## Written task
Copy the data from the line containing "pinpoint every brown" through the end, replacing every "wooden" with "timber" and leaving everything else unchanged.

## Given records
****************************************

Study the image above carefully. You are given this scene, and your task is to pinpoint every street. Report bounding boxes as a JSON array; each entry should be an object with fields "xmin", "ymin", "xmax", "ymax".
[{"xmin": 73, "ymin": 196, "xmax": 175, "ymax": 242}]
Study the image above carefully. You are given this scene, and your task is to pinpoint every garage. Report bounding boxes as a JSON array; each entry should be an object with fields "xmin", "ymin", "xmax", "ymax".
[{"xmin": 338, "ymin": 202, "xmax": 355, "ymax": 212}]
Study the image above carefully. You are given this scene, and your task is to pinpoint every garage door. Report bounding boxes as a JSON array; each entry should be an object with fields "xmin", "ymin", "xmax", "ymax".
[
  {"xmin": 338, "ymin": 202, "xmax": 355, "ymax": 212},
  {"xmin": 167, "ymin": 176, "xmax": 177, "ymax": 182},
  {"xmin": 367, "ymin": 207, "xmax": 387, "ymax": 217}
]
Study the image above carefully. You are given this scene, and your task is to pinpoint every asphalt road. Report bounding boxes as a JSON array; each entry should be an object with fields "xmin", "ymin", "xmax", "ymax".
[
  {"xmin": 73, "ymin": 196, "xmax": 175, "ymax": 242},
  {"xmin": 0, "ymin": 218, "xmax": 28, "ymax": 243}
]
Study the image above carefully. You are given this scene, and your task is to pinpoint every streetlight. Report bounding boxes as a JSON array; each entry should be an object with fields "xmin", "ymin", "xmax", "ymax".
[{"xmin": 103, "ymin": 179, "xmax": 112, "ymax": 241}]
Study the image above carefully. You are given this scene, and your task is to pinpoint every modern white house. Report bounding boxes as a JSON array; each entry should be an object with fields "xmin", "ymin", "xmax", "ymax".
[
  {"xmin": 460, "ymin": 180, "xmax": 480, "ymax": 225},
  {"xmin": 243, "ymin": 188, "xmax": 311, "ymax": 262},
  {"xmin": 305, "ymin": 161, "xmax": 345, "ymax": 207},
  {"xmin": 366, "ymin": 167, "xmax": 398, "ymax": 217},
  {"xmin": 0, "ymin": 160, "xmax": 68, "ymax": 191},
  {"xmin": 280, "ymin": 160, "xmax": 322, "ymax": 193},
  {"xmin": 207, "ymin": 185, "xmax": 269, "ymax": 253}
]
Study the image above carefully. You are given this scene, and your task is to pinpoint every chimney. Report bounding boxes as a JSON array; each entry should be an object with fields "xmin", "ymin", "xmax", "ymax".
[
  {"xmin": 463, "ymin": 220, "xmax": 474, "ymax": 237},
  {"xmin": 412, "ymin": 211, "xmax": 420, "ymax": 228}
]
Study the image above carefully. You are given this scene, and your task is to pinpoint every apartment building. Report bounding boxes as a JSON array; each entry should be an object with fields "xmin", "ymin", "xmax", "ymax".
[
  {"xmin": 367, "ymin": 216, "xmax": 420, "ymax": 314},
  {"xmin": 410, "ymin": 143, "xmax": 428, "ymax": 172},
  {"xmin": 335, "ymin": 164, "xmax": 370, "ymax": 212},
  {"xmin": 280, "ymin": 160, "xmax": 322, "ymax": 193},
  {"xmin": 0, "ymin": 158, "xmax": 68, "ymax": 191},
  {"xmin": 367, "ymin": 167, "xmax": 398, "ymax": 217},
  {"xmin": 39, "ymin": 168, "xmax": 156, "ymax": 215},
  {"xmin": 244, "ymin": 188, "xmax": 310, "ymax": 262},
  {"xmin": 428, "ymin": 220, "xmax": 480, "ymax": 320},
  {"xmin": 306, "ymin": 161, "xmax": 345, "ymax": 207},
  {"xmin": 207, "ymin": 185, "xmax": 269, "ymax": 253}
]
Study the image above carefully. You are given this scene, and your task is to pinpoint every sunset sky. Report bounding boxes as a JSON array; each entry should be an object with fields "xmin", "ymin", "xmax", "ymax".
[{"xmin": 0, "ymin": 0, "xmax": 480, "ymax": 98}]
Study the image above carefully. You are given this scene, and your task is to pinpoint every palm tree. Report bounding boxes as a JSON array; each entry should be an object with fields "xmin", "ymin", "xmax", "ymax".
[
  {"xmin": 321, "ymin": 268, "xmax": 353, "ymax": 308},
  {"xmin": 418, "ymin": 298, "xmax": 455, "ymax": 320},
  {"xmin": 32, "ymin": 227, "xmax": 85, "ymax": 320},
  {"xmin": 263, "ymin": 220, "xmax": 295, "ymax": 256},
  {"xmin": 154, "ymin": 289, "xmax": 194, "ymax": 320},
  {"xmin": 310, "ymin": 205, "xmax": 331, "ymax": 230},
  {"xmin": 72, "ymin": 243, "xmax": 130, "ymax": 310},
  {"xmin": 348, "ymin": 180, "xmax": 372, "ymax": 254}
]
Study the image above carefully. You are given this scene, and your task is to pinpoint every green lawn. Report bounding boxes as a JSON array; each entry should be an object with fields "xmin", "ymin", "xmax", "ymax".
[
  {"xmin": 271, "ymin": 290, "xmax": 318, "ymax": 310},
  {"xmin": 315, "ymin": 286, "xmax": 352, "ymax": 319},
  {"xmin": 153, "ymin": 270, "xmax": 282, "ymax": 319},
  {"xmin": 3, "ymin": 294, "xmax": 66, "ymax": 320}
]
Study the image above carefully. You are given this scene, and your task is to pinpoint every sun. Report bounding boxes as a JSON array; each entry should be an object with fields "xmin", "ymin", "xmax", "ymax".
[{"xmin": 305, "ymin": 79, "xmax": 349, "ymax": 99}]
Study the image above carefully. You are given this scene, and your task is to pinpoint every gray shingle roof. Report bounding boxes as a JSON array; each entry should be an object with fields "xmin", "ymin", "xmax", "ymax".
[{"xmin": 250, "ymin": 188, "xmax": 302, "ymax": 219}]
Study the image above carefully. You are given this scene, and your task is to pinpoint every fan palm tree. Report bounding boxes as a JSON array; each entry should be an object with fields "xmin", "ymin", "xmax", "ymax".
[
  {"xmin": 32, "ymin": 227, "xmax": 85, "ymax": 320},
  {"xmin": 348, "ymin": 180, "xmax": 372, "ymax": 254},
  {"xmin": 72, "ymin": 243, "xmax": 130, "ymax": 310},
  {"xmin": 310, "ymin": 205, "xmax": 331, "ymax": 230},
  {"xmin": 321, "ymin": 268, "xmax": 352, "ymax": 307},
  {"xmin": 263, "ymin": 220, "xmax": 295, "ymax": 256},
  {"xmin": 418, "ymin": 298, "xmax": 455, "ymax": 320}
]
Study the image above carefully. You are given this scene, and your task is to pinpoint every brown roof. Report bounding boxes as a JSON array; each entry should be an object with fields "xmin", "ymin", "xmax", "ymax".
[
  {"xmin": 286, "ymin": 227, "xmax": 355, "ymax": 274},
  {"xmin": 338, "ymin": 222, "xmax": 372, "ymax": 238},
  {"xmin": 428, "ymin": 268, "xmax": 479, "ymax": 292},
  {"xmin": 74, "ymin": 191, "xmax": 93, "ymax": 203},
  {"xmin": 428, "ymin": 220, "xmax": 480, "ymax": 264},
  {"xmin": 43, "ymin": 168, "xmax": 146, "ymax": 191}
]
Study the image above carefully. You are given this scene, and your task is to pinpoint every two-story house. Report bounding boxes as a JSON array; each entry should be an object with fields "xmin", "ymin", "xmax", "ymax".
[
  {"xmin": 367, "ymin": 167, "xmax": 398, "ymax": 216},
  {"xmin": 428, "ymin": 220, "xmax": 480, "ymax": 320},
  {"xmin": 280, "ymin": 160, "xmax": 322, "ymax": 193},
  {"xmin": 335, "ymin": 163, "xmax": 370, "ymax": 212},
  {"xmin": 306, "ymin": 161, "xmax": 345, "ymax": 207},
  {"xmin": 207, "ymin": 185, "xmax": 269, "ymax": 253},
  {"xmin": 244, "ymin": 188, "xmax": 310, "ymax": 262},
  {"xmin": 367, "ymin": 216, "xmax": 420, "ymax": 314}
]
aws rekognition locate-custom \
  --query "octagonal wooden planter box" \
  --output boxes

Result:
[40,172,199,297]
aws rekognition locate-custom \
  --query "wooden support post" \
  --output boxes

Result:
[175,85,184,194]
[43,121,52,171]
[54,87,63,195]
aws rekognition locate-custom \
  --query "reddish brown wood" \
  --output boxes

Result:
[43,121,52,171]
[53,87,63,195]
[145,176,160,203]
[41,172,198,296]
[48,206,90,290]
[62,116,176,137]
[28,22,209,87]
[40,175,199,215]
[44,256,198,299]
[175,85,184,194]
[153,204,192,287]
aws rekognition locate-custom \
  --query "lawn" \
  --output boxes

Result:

****************************************

## Response to the exercise
Study the image above carefully. You are given this scene, and your task is to pinpoint every brown roof. Report bounding boxes as a JSON array; each entry should be an object with fields "xmin", "ymin", "xmax", "ymax".
[
  {"xmin": 286, "ymin": 227, "xmax": 355, "ymax": 274},
  {"xmin": 338, "ymin": 222, "xmax": 372, "ymax": 238},
  {"xmin": 428, "ymin": 268, "xmax": 479, "ymax": 292},
  {"xmin": 74, "ymin": 191, "xmax": 93, "ymax": 203},
  {"xmin": 428, "ymin": 220, "xmax": 480, "ymax": 264},
  {"xmin": 43, "ymin": 168, "xmax": 146, "ymax": 191}
]
Study the image above carefully. You are given this scene, and your task is to pinpoint every two-story house. Report bounding boxes as a JSON array; each entry should be an object with fields "xmin", "ymin", "xmax", "ymax".
[
  {"xmin": 367, "ymin": 167, "xmax": 398, "ymax": 216},
  {"xmin": 428, "ymin": 220, "xmax": 480, "ymax": 320},
  {"xmin": 280, "ymin": 160, "xmax": 322, "ymax": 193},
  {"xmin": 335, "ymin": 163, "xmax": 370, "ymax": 212},
  {"xmin": 306, "ymin": 161, "xmax": 345, "ymax": 207},
  {"xmin": 207, "ymin": 185, "xmax": 269, "ymax": 253},
  {"xmin": 244, "ymin": 188, "xmax": 310, "ymax": 262},
  {"xmin": 367, "ymin": 216, "xmax": 420, "ymax": 314}
]
aws rekognition locate-custom \
  --query "octagonal timber planter box" \
  --output boxes

Result:
[40,172,199,297]
aws rekognition locate-custom \
  --query "timber support post" \
  --output boxes

Result:
[175,85,184,194]
[43,121,52,171]
[54,87,63,195]
aws rekognition locate-custom \
  --query "reddish brown wood" \
  --output boxes

Result:
[43,121,52,171]
[53,87,63,195]
[145,176,160,203]
[41,172,198,296]
[48,206,90,290]
[62,116,176,137]
[28,22,209,87]
[40,175,199,215]
[44,256,198,299]
[175,85,184,194]
[153,204,192,287]
aws rekognition locate-custom \
  --query "lawn" \
  --output boxes

Result:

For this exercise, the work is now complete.